— Your task —
Reproduce nothing but the closing run of lines: the line with "[point] white road" and each line that follows it to the end of the data.

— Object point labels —

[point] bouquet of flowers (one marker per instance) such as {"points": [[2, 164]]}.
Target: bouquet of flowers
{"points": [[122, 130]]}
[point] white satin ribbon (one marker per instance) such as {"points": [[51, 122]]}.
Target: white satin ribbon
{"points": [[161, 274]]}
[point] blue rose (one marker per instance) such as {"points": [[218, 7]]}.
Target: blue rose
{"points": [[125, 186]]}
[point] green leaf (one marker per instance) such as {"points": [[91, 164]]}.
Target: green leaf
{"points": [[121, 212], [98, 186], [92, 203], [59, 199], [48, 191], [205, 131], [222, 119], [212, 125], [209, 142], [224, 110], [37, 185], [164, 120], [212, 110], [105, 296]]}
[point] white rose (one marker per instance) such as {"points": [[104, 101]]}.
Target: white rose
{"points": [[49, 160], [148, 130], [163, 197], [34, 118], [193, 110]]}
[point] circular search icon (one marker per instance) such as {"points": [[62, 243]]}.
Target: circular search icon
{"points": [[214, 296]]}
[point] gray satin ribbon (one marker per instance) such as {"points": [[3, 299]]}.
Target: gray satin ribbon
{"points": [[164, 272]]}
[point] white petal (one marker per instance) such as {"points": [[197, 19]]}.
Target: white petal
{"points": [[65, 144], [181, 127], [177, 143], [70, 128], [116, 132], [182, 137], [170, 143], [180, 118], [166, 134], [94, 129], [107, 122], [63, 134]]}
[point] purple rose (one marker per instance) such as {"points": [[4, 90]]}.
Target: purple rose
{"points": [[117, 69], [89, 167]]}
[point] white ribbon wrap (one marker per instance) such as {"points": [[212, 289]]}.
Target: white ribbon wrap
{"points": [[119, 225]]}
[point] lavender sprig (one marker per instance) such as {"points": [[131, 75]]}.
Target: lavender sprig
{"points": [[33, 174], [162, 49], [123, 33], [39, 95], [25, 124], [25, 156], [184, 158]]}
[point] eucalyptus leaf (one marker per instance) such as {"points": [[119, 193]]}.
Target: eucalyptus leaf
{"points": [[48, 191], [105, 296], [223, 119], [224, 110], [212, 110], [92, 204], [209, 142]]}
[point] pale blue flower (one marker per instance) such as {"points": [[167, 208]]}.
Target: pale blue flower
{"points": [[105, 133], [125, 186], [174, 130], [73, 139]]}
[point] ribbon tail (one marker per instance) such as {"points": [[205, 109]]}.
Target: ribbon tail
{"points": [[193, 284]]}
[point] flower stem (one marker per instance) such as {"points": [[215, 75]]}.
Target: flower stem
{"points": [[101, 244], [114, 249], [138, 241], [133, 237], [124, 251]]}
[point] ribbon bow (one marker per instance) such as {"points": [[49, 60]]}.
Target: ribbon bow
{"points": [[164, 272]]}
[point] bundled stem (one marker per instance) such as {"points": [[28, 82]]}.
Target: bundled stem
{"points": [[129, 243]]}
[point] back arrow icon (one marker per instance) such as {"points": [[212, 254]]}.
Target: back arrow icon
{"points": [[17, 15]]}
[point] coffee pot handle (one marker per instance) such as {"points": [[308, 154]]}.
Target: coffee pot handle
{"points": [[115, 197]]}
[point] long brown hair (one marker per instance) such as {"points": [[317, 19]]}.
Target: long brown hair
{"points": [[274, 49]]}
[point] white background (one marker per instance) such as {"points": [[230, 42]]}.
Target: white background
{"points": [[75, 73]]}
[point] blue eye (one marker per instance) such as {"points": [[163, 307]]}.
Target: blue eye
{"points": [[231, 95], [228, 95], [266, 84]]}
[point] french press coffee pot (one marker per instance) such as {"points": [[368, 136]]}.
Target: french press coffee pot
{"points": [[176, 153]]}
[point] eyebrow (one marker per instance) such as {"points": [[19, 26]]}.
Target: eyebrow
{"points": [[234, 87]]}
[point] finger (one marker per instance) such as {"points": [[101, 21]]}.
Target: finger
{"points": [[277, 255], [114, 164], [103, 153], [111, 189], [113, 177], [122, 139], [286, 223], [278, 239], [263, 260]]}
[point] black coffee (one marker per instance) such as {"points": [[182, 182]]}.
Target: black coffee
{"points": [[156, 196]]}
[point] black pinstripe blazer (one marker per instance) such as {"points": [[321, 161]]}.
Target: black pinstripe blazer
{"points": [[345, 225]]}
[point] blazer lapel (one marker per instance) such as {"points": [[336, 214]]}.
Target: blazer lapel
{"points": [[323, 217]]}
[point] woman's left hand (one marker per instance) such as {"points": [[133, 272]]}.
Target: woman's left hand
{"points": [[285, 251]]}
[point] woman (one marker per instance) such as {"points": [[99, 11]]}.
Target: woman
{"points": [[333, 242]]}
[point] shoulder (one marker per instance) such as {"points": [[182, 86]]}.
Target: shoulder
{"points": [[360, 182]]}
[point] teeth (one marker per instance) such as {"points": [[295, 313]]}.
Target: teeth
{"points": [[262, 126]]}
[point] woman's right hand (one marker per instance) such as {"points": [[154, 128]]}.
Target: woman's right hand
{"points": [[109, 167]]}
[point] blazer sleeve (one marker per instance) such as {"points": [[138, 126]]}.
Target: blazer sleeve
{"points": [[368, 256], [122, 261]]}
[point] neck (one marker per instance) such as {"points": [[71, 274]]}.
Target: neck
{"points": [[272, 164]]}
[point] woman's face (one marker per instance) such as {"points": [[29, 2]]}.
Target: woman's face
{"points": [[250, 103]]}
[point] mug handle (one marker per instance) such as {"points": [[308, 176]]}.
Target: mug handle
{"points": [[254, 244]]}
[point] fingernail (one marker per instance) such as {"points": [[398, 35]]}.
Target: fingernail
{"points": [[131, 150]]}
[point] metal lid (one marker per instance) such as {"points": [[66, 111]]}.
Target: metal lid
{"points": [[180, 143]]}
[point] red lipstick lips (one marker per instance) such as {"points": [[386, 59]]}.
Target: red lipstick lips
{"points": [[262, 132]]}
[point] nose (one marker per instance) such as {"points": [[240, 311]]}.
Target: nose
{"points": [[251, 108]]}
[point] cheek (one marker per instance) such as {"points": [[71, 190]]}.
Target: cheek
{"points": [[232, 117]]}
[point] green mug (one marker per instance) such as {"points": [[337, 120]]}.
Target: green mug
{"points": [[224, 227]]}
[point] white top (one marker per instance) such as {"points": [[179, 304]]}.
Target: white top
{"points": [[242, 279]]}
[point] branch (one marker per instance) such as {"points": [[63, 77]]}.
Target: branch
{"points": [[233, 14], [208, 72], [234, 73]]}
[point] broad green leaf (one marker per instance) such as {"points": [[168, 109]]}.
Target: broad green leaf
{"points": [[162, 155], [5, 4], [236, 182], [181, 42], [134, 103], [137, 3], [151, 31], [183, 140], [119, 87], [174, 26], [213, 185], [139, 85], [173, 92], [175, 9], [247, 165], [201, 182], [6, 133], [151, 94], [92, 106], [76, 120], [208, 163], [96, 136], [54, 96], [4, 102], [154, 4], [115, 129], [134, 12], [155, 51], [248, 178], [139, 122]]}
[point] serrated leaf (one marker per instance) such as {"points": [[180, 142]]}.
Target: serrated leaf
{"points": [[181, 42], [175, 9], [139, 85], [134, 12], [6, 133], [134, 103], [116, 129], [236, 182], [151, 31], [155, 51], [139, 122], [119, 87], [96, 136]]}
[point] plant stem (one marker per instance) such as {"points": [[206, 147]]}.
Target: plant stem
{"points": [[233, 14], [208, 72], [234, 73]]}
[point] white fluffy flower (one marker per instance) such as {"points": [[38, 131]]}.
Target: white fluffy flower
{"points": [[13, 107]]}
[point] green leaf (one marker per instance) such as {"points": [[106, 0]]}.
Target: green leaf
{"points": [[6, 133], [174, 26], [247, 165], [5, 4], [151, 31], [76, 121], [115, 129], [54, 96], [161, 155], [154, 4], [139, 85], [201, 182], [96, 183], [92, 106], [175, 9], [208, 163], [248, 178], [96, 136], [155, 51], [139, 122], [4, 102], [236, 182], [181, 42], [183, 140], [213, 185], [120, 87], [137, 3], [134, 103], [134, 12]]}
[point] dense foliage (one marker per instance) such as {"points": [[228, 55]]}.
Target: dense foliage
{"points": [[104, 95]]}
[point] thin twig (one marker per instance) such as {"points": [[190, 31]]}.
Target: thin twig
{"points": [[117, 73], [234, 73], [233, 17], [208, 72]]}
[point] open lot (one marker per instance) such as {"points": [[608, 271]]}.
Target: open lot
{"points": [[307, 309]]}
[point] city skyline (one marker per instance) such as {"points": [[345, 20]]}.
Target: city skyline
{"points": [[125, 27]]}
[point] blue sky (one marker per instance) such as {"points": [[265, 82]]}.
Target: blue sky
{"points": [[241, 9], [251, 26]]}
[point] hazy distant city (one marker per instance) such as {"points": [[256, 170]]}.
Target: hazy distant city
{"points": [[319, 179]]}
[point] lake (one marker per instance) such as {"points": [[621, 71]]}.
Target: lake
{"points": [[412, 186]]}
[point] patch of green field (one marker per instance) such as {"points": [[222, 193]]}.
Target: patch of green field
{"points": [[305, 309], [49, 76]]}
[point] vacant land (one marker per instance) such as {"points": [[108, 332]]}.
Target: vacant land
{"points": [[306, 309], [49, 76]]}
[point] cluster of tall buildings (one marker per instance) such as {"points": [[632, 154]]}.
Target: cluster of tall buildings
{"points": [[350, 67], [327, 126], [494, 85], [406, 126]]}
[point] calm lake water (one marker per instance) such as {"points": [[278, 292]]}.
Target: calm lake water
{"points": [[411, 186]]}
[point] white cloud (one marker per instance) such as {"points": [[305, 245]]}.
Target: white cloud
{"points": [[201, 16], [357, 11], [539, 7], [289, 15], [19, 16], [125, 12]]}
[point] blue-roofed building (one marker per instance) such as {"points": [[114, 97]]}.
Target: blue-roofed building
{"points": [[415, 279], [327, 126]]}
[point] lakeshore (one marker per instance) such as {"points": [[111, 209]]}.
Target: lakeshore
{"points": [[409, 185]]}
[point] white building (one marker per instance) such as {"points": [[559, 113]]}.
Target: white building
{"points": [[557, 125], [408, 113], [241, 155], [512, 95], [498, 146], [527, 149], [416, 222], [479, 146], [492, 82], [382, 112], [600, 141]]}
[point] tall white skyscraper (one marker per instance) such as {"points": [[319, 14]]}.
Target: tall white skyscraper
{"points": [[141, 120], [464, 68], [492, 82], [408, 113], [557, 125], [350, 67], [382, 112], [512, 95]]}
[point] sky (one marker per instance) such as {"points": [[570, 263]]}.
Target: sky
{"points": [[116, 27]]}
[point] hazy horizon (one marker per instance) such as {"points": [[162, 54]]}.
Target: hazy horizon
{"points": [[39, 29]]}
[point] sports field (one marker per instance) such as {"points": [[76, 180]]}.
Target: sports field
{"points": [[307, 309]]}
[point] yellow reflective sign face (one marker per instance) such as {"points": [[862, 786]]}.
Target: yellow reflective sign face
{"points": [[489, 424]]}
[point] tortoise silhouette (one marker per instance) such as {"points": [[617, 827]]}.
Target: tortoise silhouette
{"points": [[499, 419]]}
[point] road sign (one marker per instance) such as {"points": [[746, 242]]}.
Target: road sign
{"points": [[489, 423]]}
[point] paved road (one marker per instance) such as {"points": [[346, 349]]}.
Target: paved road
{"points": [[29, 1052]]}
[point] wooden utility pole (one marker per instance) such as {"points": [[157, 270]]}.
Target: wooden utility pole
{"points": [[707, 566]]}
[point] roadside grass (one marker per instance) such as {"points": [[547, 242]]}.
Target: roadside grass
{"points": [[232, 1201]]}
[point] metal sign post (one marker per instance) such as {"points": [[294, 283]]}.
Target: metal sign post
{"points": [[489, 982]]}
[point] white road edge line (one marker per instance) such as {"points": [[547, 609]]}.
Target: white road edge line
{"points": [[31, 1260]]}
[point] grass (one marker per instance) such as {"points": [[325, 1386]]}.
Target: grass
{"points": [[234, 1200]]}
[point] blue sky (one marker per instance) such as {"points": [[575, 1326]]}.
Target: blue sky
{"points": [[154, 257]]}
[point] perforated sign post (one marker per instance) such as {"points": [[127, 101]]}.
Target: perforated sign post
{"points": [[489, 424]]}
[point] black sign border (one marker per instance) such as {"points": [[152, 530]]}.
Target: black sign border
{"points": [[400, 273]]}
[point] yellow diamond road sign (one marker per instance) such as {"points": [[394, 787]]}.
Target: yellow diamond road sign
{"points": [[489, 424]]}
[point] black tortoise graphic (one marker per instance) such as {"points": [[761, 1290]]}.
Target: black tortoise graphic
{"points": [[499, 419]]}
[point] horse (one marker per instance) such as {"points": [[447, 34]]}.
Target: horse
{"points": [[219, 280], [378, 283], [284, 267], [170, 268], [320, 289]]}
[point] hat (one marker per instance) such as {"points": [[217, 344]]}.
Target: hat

— Response for this exercise —
[point] white road edge line (one marker per instance) such as {"points": [[547, 609]]}.
Target: white road edge line
{"points": [[31, 1260]]}
[point] grass (one marker per instance) such as {"points": [[325, 1386]]}.
Target: grass
{"points": [[234, 1200]]}
[point] blue sky (one marker per instance) such as {"points": [[575, 1326]]}.
Target: blue sky
{"points": [[154, 257]]}
[point] perforated sign post (one marker per instance) such as {"points": [[127, 101]]}.
Target: perforated sign post
{"points": [[489, 424]]}
[point] black sign border (one marker per instance) such as {"points": [[152, 530]]}.
Target: black sign border
{"points": [[400, 273]]}
[point] yellow diamond road sign (one marker per instance) such as {"points": [[394, 787]]}.
Target: yellow diamond road sign
{"points": [[489, 424]]}
[point] black tortoise graphic (one marker per instance) such as {"points": [[761, 1290]]}.
Target: black tortoise graphic
{"points": [[499, 419]]}
[point] horse (one marker per instance) such as {"points": [[447, 34]]}.
Target: horse
{"points": [[219, 280], [378, 283], [284, 267], [170, 268], [320, 289]]}
[point] hat (one marker per instance) such as {"points": [[217, 344]]}.
Target: hat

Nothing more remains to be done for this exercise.